Problems to solve
1. In the text on drip irrigation and soluble salts, what do some drip system manufacturers provide so you can see whether a line is plugged?
2. From the text on drip irrigation and soluble salts, print the stretch from "Your drip system" through "the irrigation water." with no changes.

Document section
Subsoil irrigation or under fabric

Your drip system can be placed at the depth of the planting or under the fabric.

• If placed under the fabric, drip tape and tubing can be chewed on by voles and mice causing problems.
• With subsoil applications, plugging of emitters can occur and plant death resulting without you knowing you have a problem.
• For these reasons it is important to ensure the drip system used has a long life.
  • This includes proper flushing, and chemical applications to reduce emitter plugging.
  • Some drip system manufacturers provide a flagging system you can install at the end of each line so you can see if the line is plugged.

Soluble Salts (EC) affect irrigation scheduling

Electric conductivity is a measure of the soluble salts in the soil and/or in the irrigation water.

• A soil test should provide the E.C. of your soil.  E.C stands for electrical conductivity and tells you the level (content) of soluble salts in the soil.
• Except in rare situations, the salts included in this number will be calcium, potassium, and other salt combinations. Lavandula may tolerant up to about 9 mmhos/cm (dS/m) based on the saturated paste extraction technique (EC_e) depending on the cultivar.  (https://www.uslavender.org/index.php?option=com_content&view=article&id=74:soil-preparation-for-lavender&catid=24:lavender-101&Itemid=138)
• When labs use a different extraction technique (1:1 or 1:3) the EC needs to be converted to EC_e
• Additional water needs to be applied when salts exceed or approach the tolerance level to flush salts below the root system of the plants.

Available data
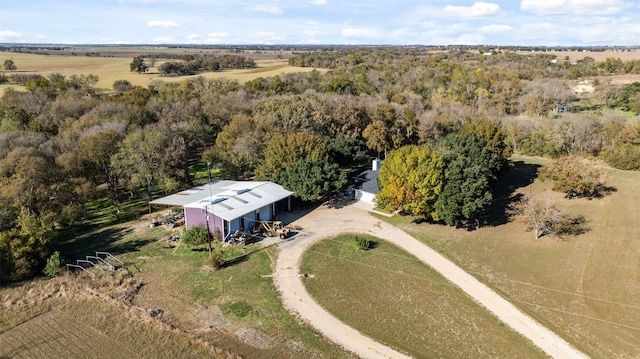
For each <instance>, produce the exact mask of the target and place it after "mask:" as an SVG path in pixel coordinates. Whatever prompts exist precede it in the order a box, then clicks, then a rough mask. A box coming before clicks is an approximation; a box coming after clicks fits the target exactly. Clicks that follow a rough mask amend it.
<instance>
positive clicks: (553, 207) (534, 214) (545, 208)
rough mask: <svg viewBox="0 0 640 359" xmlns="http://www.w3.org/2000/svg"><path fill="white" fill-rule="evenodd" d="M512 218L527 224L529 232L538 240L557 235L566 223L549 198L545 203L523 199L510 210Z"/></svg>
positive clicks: (518, 201)
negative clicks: (537, 239)
mask: <svg viewBox="0 0 640 359" xmlns="http://www.w3.org/2000/svg"><path fill="white" fill-rule="evenodd" d="M508 212H509V214H510V215H511V218H513V219H515V220H518V221H521V222H524V223H525V224H527V226H528V227H527V230H529V231H533V234H534V236H535V238H536V239H538V238H540V237H542V236H544V235H547V234H551V235H556V234H558V231H559V230H560V229H561V227H562V223H564V221H565V216H564V215H563V214H562V213H561V212H560V210H559V209H558V207H557V206H556V204H555V202H554V201H553V200H552V199H551V197H548V198H547V199H546V200H545V201H537V200H535V199H533V198H527V197H525V198H523V199H522V200H520V201H518V202H516V203H515V204H513V205H511V206H510V207H509V209H508Z"/></svg>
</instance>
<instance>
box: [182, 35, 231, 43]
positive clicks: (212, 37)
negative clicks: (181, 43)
mask: <svg viewBox="0 0 640 359" xmlns="http://www.w3.org/2000/svg"><path fill="white" fill-rule="evenodd" d="M230 37H231V34H229V33H228V32H212V33H210V34H209V35H207V37H206V38H204V39H203V38H201V37H200V36H199V35H197V34H191V35H189V36H187V43H188V44H222V43H225V40H226V39H227V38H230Z"/></svg>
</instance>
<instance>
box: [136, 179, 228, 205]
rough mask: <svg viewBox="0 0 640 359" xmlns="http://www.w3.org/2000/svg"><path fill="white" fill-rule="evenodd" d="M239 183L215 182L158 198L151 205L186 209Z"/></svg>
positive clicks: (202, 185) (149, 203)
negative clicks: (174, 206)
mask: <svg viewBox="0 0 640 359" xmlns="http://www.w3.org/2000/svg"><path fill="white" fill-rule="evenodd" d="M236 182H237V181H213V182H209V183H206V184H203V185H201V186H197V187H193V188H191V189H188V190H186V191H182V192H178V193H174V194H172V195H169V196H166V197H162V198H158V199H156V200H154V201H151V202H149V204H150V205H153V206H180V207H184V206H186V205H187V204H189V203H193V202H196V201H199V200H202V199H205V198H207V197H210V196H211V194H214V195H215V194H217V193H219V192H221V191H224V188H226V187H227V186H229V185H232V184H233V183H236Z"/></svg>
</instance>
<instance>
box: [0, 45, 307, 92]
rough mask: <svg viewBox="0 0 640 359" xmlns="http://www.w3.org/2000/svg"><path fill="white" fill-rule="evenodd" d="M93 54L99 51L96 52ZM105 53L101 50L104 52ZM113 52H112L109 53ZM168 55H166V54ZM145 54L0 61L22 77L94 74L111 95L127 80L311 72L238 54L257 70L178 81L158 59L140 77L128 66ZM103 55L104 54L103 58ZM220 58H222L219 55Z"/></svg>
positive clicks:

Solution set
1. A flagging system that you install at the end of each line.

2.
Your drip system can be placed at the depth of the planting or under the fabric.

• If placed under the fabric, drip tape and tubing can be chewed on by voles and mice causing problems.
• With subsoil applications, plugging of emitters can occur and plant death resulting without you knowing you have a problem.
• For these reasons it is important to ensure the drip system used has a long life.
  • This includes proper flushing, and chemical applications to reduce emitter plugging.
  • Some drip system manufacturers provide a flagging system you can install at the end of each line so you can see if the line is plugged.

Soluble Salts (EC) affect irrigation scheduling

Electric conductivity is a measure of the soluble salts in the soil and/or in the irrigation water.